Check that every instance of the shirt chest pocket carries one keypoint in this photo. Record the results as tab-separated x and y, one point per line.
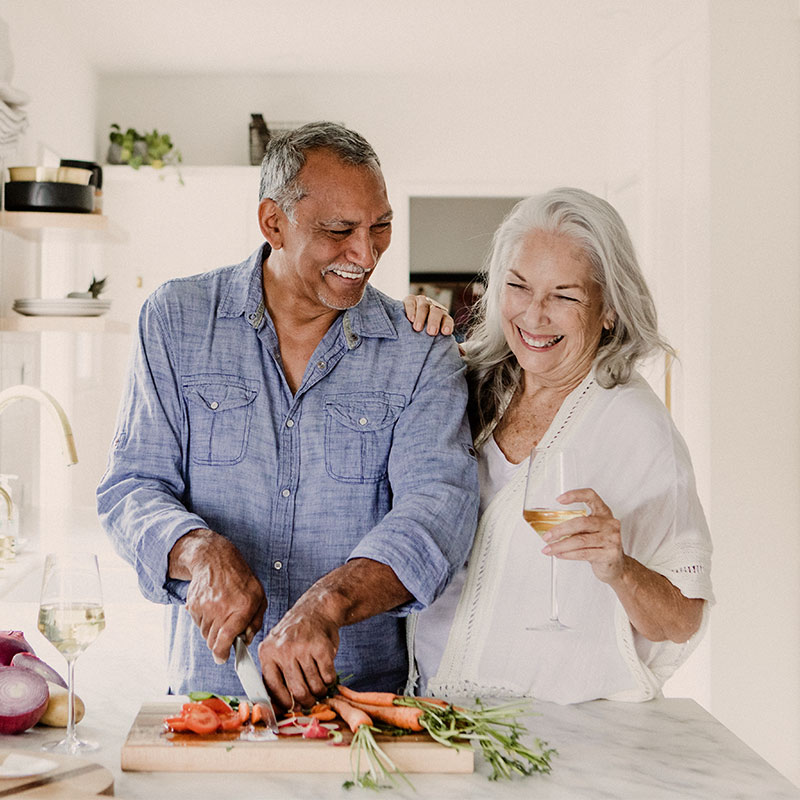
358	434
219	409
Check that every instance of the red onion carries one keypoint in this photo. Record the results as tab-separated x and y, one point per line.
23	699
11	643
30	661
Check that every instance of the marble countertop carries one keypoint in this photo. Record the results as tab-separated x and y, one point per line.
666	748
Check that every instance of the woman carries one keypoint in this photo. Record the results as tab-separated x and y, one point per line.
551	360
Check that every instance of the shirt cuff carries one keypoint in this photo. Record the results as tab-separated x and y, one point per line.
416	560
153	556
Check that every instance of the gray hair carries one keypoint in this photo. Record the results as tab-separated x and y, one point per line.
596	227
286	154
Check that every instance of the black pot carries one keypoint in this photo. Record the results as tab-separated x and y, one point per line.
49	196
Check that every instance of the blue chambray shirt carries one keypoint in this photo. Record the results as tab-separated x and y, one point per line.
372	457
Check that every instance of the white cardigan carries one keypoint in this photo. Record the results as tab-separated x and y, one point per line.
632	455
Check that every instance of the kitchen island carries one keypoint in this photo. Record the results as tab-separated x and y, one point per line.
666	748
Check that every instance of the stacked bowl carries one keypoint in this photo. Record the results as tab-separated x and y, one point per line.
49	189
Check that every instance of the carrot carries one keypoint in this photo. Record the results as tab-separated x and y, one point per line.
371	698
405	717
353	716
434	701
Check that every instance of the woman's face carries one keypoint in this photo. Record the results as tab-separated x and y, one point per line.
552	310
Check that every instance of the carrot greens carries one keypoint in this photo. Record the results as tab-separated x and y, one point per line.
497	730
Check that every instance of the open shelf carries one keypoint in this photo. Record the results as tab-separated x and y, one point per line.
31	223
62	324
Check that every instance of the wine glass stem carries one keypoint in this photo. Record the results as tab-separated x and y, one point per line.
553	595
71	736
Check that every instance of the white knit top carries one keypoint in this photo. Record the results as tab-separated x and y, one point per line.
475	638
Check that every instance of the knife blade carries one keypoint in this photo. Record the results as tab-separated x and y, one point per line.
253	682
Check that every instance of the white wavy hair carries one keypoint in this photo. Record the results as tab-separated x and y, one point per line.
596	227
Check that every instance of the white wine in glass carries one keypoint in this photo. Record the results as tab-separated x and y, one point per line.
551	472
71	617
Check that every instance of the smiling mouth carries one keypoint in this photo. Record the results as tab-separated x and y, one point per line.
539	342
350	272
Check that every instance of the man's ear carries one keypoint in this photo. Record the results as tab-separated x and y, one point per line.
272	222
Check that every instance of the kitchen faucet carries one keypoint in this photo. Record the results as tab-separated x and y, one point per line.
22	391
9	502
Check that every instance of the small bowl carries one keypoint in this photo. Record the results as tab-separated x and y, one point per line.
33	173
75	175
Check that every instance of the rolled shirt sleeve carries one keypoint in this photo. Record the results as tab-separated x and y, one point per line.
433	474
139	496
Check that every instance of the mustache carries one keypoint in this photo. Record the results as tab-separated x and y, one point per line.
346	266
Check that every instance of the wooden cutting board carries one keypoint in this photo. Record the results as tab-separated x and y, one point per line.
149	748
71	778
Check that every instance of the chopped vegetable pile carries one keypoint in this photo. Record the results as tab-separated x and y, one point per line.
497	730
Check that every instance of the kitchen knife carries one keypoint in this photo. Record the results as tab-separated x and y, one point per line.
253	682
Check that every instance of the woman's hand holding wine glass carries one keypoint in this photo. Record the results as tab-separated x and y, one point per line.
71	617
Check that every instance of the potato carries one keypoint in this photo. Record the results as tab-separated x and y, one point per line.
55	714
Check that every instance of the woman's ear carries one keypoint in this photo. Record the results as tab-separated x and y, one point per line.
272	222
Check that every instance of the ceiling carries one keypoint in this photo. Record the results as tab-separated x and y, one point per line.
306	36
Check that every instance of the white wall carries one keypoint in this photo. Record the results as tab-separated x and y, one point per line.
62	87
754	380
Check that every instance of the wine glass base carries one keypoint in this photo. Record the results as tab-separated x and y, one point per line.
550	625
71	747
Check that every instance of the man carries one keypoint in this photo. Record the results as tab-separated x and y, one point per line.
291	458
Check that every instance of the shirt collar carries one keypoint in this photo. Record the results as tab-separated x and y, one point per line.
245	293
245	297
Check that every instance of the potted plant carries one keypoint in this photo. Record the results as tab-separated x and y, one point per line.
150	148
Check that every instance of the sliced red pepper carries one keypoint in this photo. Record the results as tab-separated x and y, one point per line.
315	731
176	724
201	719
217	704
230	722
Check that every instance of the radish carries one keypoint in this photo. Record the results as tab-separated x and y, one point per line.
30	661
23	699
11	643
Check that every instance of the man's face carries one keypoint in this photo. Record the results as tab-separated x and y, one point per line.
342	227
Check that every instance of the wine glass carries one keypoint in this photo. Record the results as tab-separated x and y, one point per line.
551	472
71	618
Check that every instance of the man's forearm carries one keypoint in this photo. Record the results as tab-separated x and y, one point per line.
187	551
357	590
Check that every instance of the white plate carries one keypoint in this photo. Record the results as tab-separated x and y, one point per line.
66	307
18	765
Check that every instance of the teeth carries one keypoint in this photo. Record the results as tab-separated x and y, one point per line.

..........

_Required work_.
Quote all the records verbatim, dropping any pictures from your copy.

_In response_.
Check that every instance of the shirt chest pocket carries one keypoint in this photo. Record the results as tab-separated x and y, one point per line.
358	434
219	409
Check that every instance of the red onion carries one keypoint in this photo. Record the results as tab-separated x and y, one point per line.
23	699
11	643
30	661
Check that every instance of the marble countertop carries one keypoint in this photo. Record the results as tab-separated x and y, one point per line.
666	748
Check that every instance of the woman carries one keypoint in this photo. Record the results as tab-separated x and y, one point per line.
551	360
Check that every instance of the shirt cuff carries one keypoint in this photo. Record the results as tab-separated x and y, one point per line.
416	560
153	556
Check that every instance of the gray hair carries one keypoint in this photo. Record the results as tab-separated x and y, one point per line.
596	227
286	154
Check that every instance of the black pot carries one keypoint in this photo. Record the results as tab-separated x and y, one point per line.
49	196
Check that every instance of the blue chambray shirt carries one keypoint in this photo. Record the results as tab-separated x and y, one point per line.
372	457
Check that every instance of the white cardigan carries one keypoint in this photo. Record the results as tab-separated x and y, one point per line.
632	455
Check that every instance of the kitchen island carries one keypoint in this photo. Record the results as tab-separated x and y, one point per line.
666	748
Check that every instance of the stacked bowl carries one keypoint in this photo. Record the results as tab-separated x and y, one point per line.
49	189
Check that every instance of the carrot carries one keypoint in this photo. Record the results as tab-separated x and y, one point per line.
371	698
405	717
353	716
434	701
Check that every instance of the woman's face carries one keypoint in this photo. Record the results as tab-separated x and y, one point per line.
552	310
Check that every instance of the carrot greens carries one keypoint in this photo. Record the results as tab-separated x and y, one point per line.
497	730
Check that every instance of the open shelf carries one keypoint in this photo. Record the results as tab-separated x and y, one point per line.
31	223
62	324
Check that every instance of the wine glass stem carries one keypoint in this photo. Record the results as tab-separated x and y, one point per line.
553	595
71	736
Check that every instance of the white knit top carries one keypoint in this photo. Record the results as tab-separated x and y, one point per line.
475	638
Check that every instance of the knife blade carries one keypoint in this photo. Record the results as tab-separated x and y, one point per line.
253	682
Check that every instance of the white wavy hair carries one keypoint in this photo. Record the results as tab-separated x and y, one point per line.
596	227
Check that every instance of the white wine in glass carries one keypoint in this photo. Record the results as tab-separated x and y, one point per line.
551	472
71	617
Check that every instance of the smiling mouth carries one keypoint in this photo. Record the results as tab-separated x and y, one point per line.
539	342
350	272
Check that every instance of the man's ear carries one keypoint in this photo. Record the results as tab-separated x and y, one point per line.
272	222
Check that every instance of the kitchen faucet carries one keypoint in this photo. Record the results as tab-separated x and y, one point per line.
22	391
9	502
Check that every instance of the small bowl carries one keypoint in this photo. Record the results as tab-separated x and y, one point per line.
33	173
75	175
Check that every instance of the rolled shirt sleeve carries one keypoint in this photo. Record the results as tab-separated x and y, one point per line.
433	474
139	496
Check that every instance of the mustache carries one keypoint in this photo. Record the results as tab-separated x and y, one point per line.
346	266
Check that every instance of the wooden cutting board carries one keypoint in this photo. Record the results as tab-separated x and y, one point per line.
149	748
71	778
Check that every instance of the chopped vegetable pile carries one keypoint in this photo. Record the results as tab-separated x and y, one point per line.
497	730
Check that every instance of the kitchen knife carries one keypoint in this photo. Record the results as tab-separated x and y, one point per line.
253	682
Check that every instance of the woman's hand holding wine glass carries one keypoint in this photo. Record the results as tab-separated x and y, one point per line.
71	617
Check that every instance of the potato carries one keypoint in this photo. Record the results as tab-separated x and y, one point per line.
55	714
Check that every instance of the woman's ear carries one keypoint in this photo. Record the results as tab-separated x and y, one point per line.
272	222
Check that every instance of the ceiling carries one keypoint in this photo. Record the results as tab-separated x and y, one point per line.
306	36
Check that every instance of the white wall carries one keypoint in this photo. Record the results as tab-separated x and y, one point per line.
62	87
754	380
Check that every instance of the wine glass base carries one keypoint in this photo. Record the results as tab-separated x and y, one point per line.
550	625
71	747
Check that every instance of the man carries one keypoint in this photo. Record the results as tab-separated x and y, one point per line.
291	458
Check that every instance of the shirt collar carries one keypoint in this photo. Record the results as tab-separated x and y, one point per line.
245	293
245	297
Check that every instance of the potted plant carries one keypoint in this photo. Record the results as tab-separated x and y, one point per line.
150	148
Check that every instance of the sliced red pepper carries one keypoint in this photo. Record the results as tab-separated x and y, one point per line.
315	731
176	724
201	719
217	704
230	722
Check that every instance of the radish carries one keypoint in this photo. Record the results as tab-separated x and y, one point per line.
30	661
23	699
11	643
Check that every instance of the man's face carries one keypoint in this photo. Record the results as tab-separated x and y, one point per line.
342	227
Check that every instance of the wine glass carries one keypoint in this photo. Record the results as tab-separated x and y, one point per line.
551	472
71	618
Check that every instance of the man's forearm carries one keypoint in this photo. Record the results as tab-separated x and y, one point per line.
187	551
357	590
Check that every instance of the white plate carries one keypoint in this photo. Record the results as tab-separated x and y, one point per line.
66	307
18	765
Check that every instance of the teeth carries one keypoint in this photo. Record the results as tab-separated x and y, one point per line.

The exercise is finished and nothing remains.